» **Task instructions**:
Without copying the images, write out all the entries below verbatim.

Referring expression pointing data:
+---+

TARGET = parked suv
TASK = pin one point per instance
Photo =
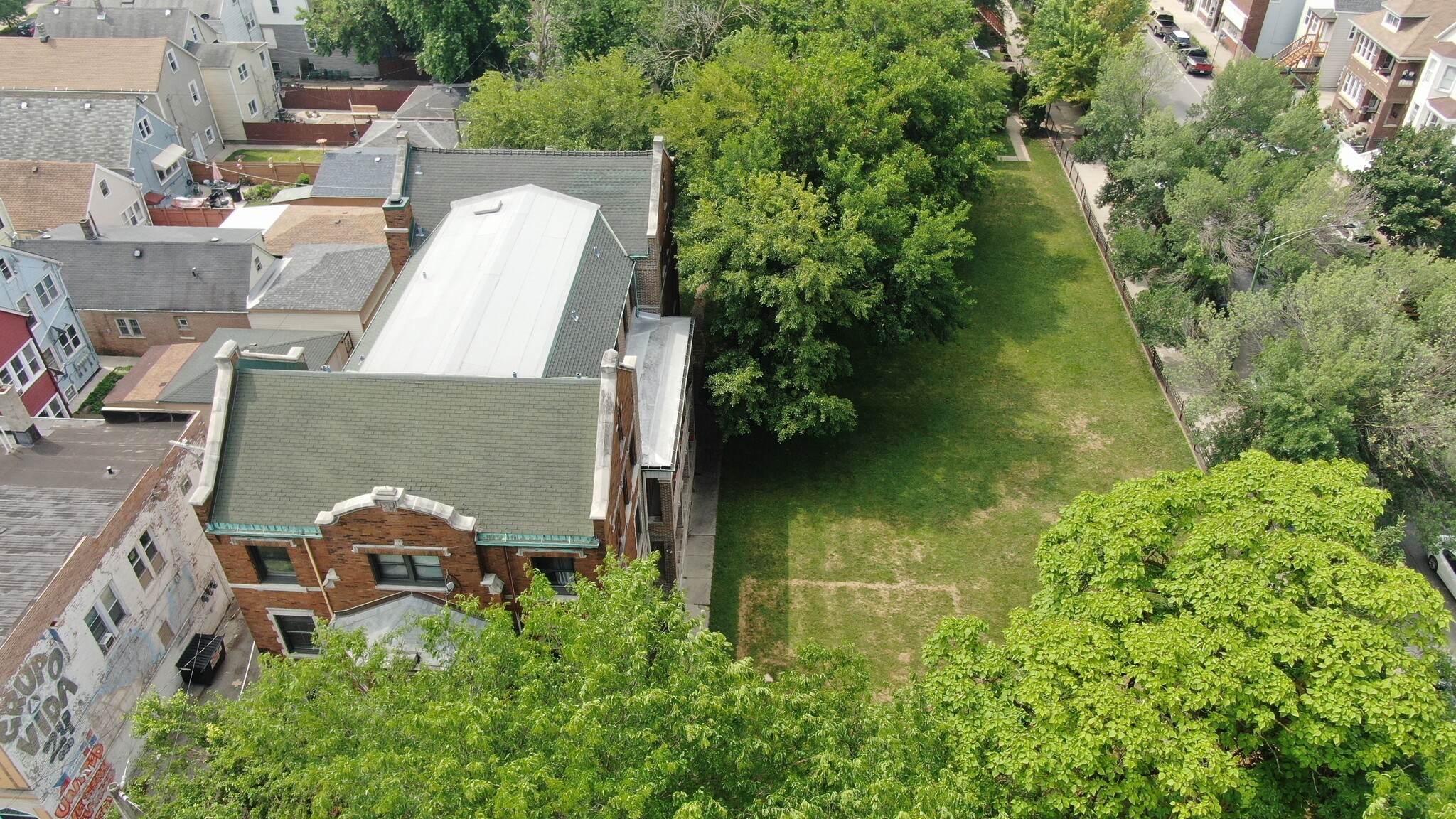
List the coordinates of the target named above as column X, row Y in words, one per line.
column 1197, row 62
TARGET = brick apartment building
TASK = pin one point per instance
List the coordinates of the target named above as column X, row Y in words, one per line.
column 511, row 410
column 1391, row 48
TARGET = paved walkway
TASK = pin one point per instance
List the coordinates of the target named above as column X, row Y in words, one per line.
column 696, row 577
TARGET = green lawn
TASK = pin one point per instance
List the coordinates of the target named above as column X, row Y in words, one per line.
column 280, row 155
column 963, row 454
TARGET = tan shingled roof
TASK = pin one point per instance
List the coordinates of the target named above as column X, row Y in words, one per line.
column 1414, row 43
column 46, row 194
column 318, row 225
column 69, row 63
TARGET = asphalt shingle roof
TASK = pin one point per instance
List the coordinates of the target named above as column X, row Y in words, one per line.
column 197, row 376
column 80, row 65
column 368, row 172
column 597, row 298
column 62, row 129
column 105, row 274
column 44, row 194
column 516, row 454
column 326, row 277
column 124, row 23
column 618, row 181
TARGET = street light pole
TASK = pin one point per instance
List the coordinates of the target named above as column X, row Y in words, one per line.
column 1286, row 238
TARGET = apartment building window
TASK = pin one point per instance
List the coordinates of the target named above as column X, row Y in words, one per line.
column 561, row 572
column 408, row 570
column 69, row 338
column 47, row 291
column 1353, row 90
column 23, row 368
column 273, row 564
column 104, row 619
column 296, row 633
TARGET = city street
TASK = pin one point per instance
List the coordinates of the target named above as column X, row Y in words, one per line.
column 1186, row 90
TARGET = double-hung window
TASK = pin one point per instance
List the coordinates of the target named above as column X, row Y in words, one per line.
column 273, row 564
column 47, row 291
column 104, row 619
column 146, row 560
column 561, row 572
column 408, row 570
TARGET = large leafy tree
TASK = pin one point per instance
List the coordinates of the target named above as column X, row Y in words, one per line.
column 600, row 104
column 612, row 705
column 1414, row 186
column 1203, row 646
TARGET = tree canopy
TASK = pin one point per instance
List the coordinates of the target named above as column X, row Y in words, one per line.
column 1414, row 186
column 1219, row 645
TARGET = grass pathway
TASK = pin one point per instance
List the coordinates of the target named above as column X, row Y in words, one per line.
column 963, row 454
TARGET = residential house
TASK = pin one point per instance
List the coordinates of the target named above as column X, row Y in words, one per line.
column 117, row 133
column 108, row 576
column 141, row 286
column 232, row 19
column 178, row 379
column 41, row 196
column 1258, row 26
column 1389, row 54
column 336, row 287
column 240, row 83
column 1435, row 98
column 523, row 423
column 126, row 22
column 632, row 187
column 33, row 284
column 156, row 72
column 1325, row 38
column 23, row 375
column 293, row 50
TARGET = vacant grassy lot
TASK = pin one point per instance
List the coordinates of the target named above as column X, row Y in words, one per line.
column 279, row 155
column 963, row 455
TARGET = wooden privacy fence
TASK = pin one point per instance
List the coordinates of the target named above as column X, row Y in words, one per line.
column 190, row 216
column 277, row 172
column 343, row 98
column 300, row 133
column 1059, row 141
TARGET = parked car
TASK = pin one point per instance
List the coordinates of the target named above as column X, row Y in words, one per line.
column 1445, row 564
column 1197, row 62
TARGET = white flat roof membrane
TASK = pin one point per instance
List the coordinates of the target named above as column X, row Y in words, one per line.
column 488, row 296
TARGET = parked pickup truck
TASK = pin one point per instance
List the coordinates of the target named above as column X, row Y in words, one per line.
column 1196, row 62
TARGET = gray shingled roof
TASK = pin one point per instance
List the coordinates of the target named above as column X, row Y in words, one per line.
column 80, row 21
column 196, row 379
column 433, row 102
column 60, row 129
column 618, row 181
column 516, row 454
column 105, row 274
column 597, row 296
column 326, row 277
column 366, row 172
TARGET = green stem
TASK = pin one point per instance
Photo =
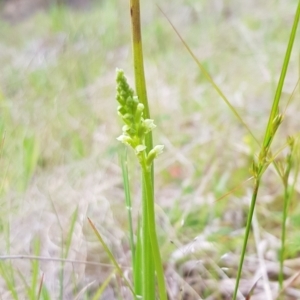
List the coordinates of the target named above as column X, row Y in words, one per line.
column 275, row 105
column 248, row 227
column 123, row 159
column 152, row 232
column 150, row 251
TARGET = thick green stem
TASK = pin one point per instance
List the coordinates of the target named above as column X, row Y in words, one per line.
column 148, row 273
column 152, row 232
column 149, row 239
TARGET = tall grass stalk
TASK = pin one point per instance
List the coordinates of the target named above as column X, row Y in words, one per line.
column 148, row 273
column 123, row 161
column 135, row 112
column 289, row 189
column 263, row 161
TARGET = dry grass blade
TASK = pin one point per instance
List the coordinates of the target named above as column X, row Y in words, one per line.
column 110, row 255
column 209, row 78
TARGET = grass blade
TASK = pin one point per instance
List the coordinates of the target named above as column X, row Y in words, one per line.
column 209, row 78
column 110, row 255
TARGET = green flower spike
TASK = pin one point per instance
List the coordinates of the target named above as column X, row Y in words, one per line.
column 136, row 127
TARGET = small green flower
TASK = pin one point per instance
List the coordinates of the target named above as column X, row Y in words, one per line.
column 136, row 127
column 157, row 150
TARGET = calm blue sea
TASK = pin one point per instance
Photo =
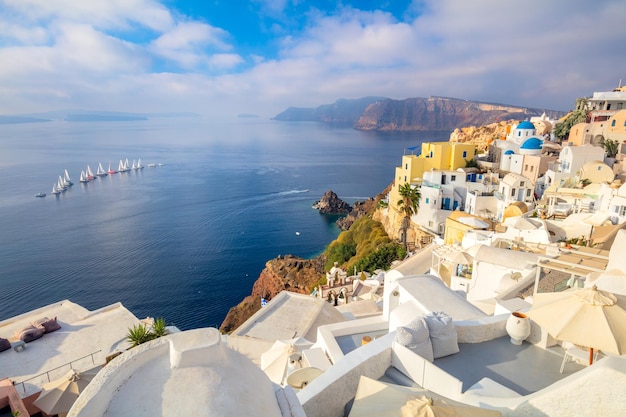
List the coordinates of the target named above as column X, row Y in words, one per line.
column 185, row 240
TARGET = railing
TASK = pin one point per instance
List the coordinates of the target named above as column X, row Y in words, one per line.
column 47, row 373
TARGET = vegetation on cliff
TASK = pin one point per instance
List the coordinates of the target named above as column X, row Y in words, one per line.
column 579, row 115
column 365, row 246
column 411, row 114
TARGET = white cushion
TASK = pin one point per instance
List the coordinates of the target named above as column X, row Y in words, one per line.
column 415, row 336
column 442, row 334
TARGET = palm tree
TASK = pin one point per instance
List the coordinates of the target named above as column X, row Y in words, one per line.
column 408, row 204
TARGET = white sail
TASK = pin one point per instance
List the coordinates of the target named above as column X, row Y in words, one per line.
column 60, row 185
column 100, row 172
column 66, row 179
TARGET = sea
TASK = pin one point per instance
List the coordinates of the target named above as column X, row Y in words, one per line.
column 185, row 239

+---+

» **Problem solution**:
TARGET = parked suv
TASK = pin one point per instance
Photo =
List the coordinates of the target named above as column X, row Y in words, one per line.
column 1197, row 62
TARGET = brick apartment building
TASK = pin one point per instance
List the coordinates of the target named above as column X, row Y in words, one per line.
column 511, row 410
column 1391, row 48
TARGET = paved walkway
TASK = pin one point per instance
List the coordinates of the target named above as column X, row Y in words, one per line.
column 696, row 577
TARGET = green lawn
TASK = pin one point per instance
List the coordinates of the target named above as column X, row Y in words, one per line.
column 280, row 155
column 963, row 454
TARGET = tan shingled roof
TASK = pin one point per instance
List the coordinates of the target named above as column X, row Y in words, one per line.
column 1414, row 43
column 46, row 194
column 318, row 225
column 69, row 63
TARGET = asphalt shingle roof
TASK = pin one point per instance
List the coordinates of the target named above as column X, row Y in words, one per line.
column 197, row 376
column 80, row 65
column 368, row 172
column 597, row 298
column 62, row 129
column 105, row 274
column 44, row 194
column 516, row 454
column 326, row 277
column 124, row 23
column 618, row 181
TARGET = street light pole
TASK = pin one point per instance
List the coordinates of the target named above as column X, row Y in words, one per line.
column 1286, row 238
TARGET = apartment building window
TASK = pin one point per instance
List the coordinates of the target named above as column X, row Y in words, one per line.
column 561, row 572
column 408, row 570
column 69, row 338
column 47, row 291
column 1353, row 90
column 23, row 368
column 273, row 564
column 104, row 619
column 296, row 633
TARGET = city street
TASK = pin one point per instance
List the coordinates of the target named above as column X, row Y in words, one per line.
column 1186, row 90
TARGET = double-hung window
TASK = pin one point per instance
List the coordinates of the target named above as column X, row Y in words, one per line.
column 273, row 564
column 47, row 291
column 104, row 619
column 146, row 560
column 561, row 572
column 408, row 570
TARGET = large leafy tree
TASK = pin one point per instance
List the coordinates of the target named above as column X, row Y in words, one per line.
column 600, row 104
column 612, row 705
column 1414, row 186
column 1203, row 646
TARGET = tree canopy
TASK = pin one point per instance
List the coordinates of the target named above as column X, row Y in words, one per line.
column 1414, row 186
column 1219, row 645
TARGET = grass pathway
TASK = pin one point per instance
List the coordinates of the target named above as column X, row Y in words, one per line.
column 963, row 454
TARGET = residential house
TASK = pin one point per instance
List the coordinates of the target named above as column X, row Y in words, one per line.
column 117, row 133
column 108, row 576
column 141, row 286
column 232, row 19
column 178, row 379
column 41, row 196
column 1258, row 26
column 1389, row 54
column 336, row 287
column 240, row 83
column 1435, row 98
column 523, row 423
column 126, row 22
column 632, row 187
column 33, row 284
column 156, row 72
column 1325, row 38
column 23, row 375
column 293, row 50
TARGET = vacant grassy lot
TASK = pin one point per instance
List the coordinates of the target named above as column X, row Y in words, one per line.
column 279, row 155
column 963, row 455
TARGET = wooden privacy fence
TASK = pin one point per instance
List the coordinates of the target named above as column X, row Y in words, one per line.
column 190, row 216
column 277, row 172
column 343, row 98
column 300, row 133
column 1059, row 141
TARGET = parked car
TASK = pin one point per instance
List the coordinates of the target named above as column X, row Y in words, one per line.
column 1445, row 564
column 1197, row 62
TARGET = white flat roof membrane
TASK = pin one point per instance
List the coordinates of the target named above as column X, row Y in words, one per line.
column 488, row 296
TARGET = parked pickup truck
TASK = pin one point per instance
List the coordinates of the target named above as column X, row Y in words, one per line.
column 1196, row 62
TARGET = gray shingled roof
TASK = pin one point per instance
List the coordinates of the target named above as column X, row Y in words, one per line.
column 80, row 21
column 196, row 379
column 433, row 102
column 60, row 129
column 618, row 181
column 516, row 454
column 105, row 274
column 597, row 296
column 326, row 277
column 366, row 172
TARGET = green stem
TASK = pin one point per instance
Photo =
List the coordinates of the target named above as column X, row Y in words, one per line.
column 275, row 105
column 248, row 227
column 123, row 159
column 152, row 232
column 150, row 251
TARGET = thick green stem
TASK = pin one point per instance
List the coordinates of the target named above as column X, row Y in words, one per line.
column 148, row 273
column 152, row 232
column 149, row 239
TARGET = tall grass stalk
TASK = pin one point per instance
List the coordinates of the target named above as column X, row Y in words, one per line.
column 148, row 273
column 123, row 161
column 135, row 112
column 289, row 189
column 263, row 161
TARGET = dry grass blade
TASK = pin one point per instance
List the coordinates of the target named above as column X, row Y in words, one per line.
column 110, row 255
column 209, row 78
TARGET = grass blade
TASK = pin one point per instance
List the coordinates of the target named above as column X, row Y in words, one per line.
column 209, row 78
column 110, row 255
TARGET = green flower spike
TASK = pin one point per instance
List the coordinates of the target named above as column X, row Y in words, one per line.
column 136, row 127
TARGET = small green flower
TASK = pin one point per instance
List the coordinates of the target named above as column X, row Y in words, one per line.
column 136, row 127
column 157, row 150
TARGET = calm blue sea
TASK = pin one point per instance
Photo =
List the coordinates of the target named above as column X, row Y in words, one per line.
column 185, row 240
TARGET = railing
TASK = pin one point per instance
List the coordinates of the target named above as column X, row Y in words, one per line.
column 47, row 373
TARGET = vegetation on cliff
TASK = pin one point per instance
List the coordinates of the target named above as column X, row Y in words, one per line.
column 579, row 115
column 365, row 246
column 411, row 114
TARGET = white cushion
TASK = pin one point per instance
List the coordinates of the target named above as column X, row Y in words, one per line.
column 415, row 336
column 442, row 334
TARGET = palm tree
TASK = pin one point per instance
List the coordinates of the target named above as column X, row Y in words, one per line.
column 408, row 204
TARGET = white sail
TASK = pin one point per instance
List the coordinates of the target named above as column X, row Y in words, one per line.
column 60, row 185
column 100, row 172
column 66, row 179
TARGET = sea
TASK = pin one point per instance
List the coordinates of the target named above as column X, row Y in words, one per line.
column 185, row 239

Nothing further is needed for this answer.